- [Work instruction]: Where the data below has the string "frame", return the whole line.

___

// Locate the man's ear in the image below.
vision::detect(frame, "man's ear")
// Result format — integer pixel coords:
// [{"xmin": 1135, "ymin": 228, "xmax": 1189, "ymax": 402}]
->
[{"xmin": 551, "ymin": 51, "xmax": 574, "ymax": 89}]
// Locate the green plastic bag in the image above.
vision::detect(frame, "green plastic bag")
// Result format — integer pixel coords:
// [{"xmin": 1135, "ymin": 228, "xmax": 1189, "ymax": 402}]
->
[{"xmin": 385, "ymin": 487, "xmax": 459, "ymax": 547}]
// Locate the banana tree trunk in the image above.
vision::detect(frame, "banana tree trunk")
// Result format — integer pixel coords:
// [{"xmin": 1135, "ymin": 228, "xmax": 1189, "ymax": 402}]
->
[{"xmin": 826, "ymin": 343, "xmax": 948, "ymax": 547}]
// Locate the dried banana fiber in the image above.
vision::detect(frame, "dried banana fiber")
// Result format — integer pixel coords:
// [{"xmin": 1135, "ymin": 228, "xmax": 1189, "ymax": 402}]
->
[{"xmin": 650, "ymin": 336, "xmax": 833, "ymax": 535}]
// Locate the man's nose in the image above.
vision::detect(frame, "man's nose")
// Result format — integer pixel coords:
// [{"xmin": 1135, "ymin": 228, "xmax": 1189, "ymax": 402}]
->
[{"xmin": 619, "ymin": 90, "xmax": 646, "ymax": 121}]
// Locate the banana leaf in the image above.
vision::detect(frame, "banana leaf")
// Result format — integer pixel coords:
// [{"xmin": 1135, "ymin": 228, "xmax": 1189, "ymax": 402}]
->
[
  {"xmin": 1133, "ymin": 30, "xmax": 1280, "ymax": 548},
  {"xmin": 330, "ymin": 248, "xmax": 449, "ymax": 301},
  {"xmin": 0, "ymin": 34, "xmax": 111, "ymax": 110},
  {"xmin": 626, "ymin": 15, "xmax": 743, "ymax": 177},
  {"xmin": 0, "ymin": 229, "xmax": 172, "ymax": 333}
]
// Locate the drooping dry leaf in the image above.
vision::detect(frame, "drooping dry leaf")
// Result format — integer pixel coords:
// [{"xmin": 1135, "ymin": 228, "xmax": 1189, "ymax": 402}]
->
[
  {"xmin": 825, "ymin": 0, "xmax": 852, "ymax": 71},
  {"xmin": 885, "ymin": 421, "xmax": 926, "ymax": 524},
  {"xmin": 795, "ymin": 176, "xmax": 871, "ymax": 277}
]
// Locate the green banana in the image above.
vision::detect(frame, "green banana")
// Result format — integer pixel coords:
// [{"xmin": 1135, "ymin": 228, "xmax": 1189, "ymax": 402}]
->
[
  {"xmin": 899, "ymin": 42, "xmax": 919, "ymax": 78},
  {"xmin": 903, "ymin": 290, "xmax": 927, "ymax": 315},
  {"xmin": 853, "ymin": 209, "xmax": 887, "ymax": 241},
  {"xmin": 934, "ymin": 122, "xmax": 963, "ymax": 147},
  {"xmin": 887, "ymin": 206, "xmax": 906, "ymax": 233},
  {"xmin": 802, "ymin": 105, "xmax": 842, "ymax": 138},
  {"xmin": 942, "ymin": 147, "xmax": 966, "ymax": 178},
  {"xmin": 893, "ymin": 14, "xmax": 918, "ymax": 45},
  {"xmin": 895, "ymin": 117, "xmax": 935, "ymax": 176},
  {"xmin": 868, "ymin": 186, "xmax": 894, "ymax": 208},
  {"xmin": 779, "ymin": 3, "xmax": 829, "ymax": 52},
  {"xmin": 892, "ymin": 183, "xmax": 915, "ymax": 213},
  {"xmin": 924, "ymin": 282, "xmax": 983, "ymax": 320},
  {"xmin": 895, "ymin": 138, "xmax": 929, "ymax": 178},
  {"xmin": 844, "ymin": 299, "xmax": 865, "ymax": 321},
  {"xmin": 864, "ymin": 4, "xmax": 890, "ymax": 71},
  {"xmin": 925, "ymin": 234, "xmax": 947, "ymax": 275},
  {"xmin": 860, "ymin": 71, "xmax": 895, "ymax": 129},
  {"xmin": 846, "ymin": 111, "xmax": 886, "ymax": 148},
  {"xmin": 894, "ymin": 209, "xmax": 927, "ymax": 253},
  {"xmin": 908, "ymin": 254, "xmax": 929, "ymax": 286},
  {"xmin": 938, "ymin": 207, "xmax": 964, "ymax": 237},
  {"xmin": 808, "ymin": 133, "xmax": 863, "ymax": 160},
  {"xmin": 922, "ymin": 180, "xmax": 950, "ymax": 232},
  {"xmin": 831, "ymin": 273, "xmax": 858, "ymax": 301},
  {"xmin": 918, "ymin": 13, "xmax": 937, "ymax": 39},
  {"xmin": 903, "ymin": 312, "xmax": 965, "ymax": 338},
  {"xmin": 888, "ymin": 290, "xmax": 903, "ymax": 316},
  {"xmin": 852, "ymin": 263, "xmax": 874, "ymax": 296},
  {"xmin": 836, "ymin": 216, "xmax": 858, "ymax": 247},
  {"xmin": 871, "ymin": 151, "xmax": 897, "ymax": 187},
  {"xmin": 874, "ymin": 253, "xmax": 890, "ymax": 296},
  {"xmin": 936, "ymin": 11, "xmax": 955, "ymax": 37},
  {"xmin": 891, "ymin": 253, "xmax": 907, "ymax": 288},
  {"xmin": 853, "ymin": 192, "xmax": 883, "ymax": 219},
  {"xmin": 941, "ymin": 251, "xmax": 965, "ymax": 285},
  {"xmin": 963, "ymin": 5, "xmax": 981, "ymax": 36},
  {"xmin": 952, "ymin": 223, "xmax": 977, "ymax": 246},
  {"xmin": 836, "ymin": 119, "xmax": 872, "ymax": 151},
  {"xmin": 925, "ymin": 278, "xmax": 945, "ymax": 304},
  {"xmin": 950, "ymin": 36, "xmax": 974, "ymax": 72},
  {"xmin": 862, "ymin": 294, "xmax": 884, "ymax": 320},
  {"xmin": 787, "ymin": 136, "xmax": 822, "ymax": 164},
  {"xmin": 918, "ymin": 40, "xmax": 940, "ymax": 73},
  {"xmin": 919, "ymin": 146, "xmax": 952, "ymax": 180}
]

___

- [Output of the exercise]:
vision::detect(frame, "man's ear")
vision::detect(frame, "green plastic bag")
vision::detect(frame, "banana tree trunk")
vision::detect(frame, "dried banana fiber")
vision::detect(frame, "man's nose")
vision::detect(frame, "banana leaf")
vision::detect(frame, "drooping dry leaf")
vision::detect(frame, "green banana")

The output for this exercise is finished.